(DATA SHOWN begins)
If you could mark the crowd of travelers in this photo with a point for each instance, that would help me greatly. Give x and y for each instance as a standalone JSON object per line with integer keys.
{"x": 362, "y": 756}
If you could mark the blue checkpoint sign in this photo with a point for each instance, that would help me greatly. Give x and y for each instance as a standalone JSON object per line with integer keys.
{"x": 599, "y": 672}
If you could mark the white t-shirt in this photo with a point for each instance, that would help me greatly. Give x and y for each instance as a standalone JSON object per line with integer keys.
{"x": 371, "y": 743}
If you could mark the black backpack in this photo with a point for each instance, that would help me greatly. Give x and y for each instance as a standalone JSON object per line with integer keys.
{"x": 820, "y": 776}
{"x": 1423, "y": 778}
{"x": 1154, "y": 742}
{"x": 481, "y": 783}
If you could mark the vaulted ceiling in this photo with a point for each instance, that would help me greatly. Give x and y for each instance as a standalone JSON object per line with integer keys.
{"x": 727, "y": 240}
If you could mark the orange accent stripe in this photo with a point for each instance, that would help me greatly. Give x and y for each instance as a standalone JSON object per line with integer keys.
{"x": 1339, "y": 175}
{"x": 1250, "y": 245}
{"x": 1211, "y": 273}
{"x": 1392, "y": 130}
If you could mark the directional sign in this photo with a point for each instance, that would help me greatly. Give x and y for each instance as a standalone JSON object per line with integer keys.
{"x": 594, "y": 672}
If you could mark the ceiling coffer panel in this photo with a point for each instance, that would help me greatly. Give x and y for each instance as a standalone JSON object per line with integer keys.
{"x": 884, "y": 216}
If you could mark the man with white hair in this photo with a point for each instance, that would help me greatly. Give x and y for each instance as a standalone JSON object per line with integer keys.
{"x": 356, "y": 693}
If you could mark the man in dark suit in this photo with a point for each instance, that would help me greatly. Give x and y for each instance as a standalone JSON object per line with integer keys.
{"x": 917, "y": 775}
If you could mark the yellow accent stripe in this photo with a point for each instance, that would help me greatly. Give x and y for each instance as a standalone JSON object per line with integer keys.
(DATA SHOWN ends)
#### [EXERCISE OBJECTIVE]
Write out every entry verbatim.

#### [YOUR SOLUTION]
If you could mark the crowd of travelers in this photo with a point for each instance, that would help me greatly. Give x and y for each instance as a standalone JSON object per line with integer keys.
{"x": 362, "y": 756}
If you could mark the blue checkpoint sign in this photo with a point for each instance, that would help me greatly. Give x and y for each instance as a standalone JSON object per line with integer keys.
{"x": 599, "y": 672}
If you could mark the white t-shirt in this photo with a point for each instance, that would help me greatly. Give x and y for each instance as a standalone JSON object per line with integer keys.
{"x": 371, "y": 743}
If you could mark the black backpack in this photo with a point for each instance, that would help me greatly. Give x and y for each instance as a standalone JSON object per line with integer keys.
{"x": 820, "y": 776}
{"x": 1423, "y": 778}
{"x": 1154, "y": 742}
{"x": 481, "y": 783}
If you could mark the vaulted ceiling in this photo with a point for each instance, that would help me greatly. Give x and y for each instance as a standalone JSON object per line with integer keys.
{"x": 727, "y": 240}
If you could mark the orange accent stripe in this photo with a point for each instance, that would help me greatly. Give x and y for each instance as a standalone JSON object per line with integer keys.
{"x": 1339, "y": 175}
{"x": 1250, "y": 245}
{"x": 1211, "y": 273}
{"x": 1392, "y": 130}
If you could mark the directional sign in this photo with a point for each instance, that would help me greatly. Give x and y for each instance as a standalone JSON object per line with integer keys.
{"x": 594, "y": 672}
If you could mark the ceiling coffer panel in this photo with a point for each instance, that would help me greatly. Give x and y for each instance as a standalone JSON object per line with integer keys.
{"x": 884, "y": 216}
If you could mark the man with white hair in this photo with a point for each instance, that would help me greatly. Give x and y for each instance as a standalone JSON object per line with integer keys.
{"x": 356, "y": 693}
If you could mark the man in dark suit in this photo with a point for each instance, that would help me greatly. Give x and y for each instance as a standalone JSON object per line with integer keys.
{"x": 917, "y": 775}
If you could mark the yellow accent stripe in this photo with a point for each instance, that would help me greatly. Give x and y for each instance as a standalone JSON object per line with integer keys.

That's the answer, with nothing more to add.